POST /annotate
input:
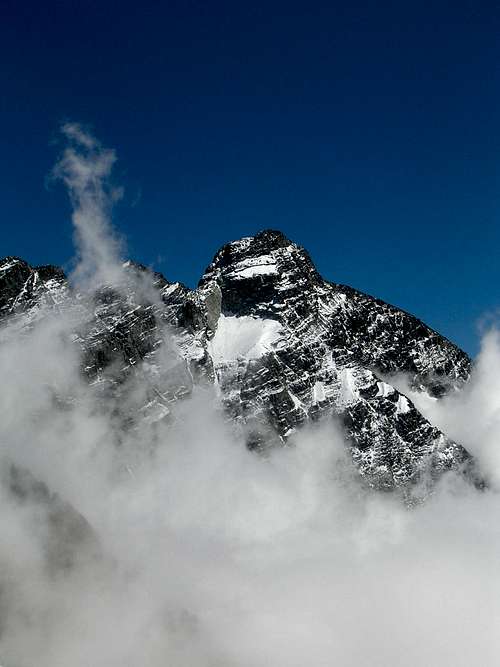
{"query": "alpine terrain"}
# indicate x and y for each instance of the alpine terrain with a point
(282, 346)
....................
Written problem: Rewrite all the lines above, keeping the wording around each point, and shift every coordinate in the answers by adding 150 to it. Leave the pictures out.

Answer to this exercise:
POST /annotate
input:
{"query": "alpine terrain"}
# indicate x and y for each instance of the alpine terrain with a point
(432, 496)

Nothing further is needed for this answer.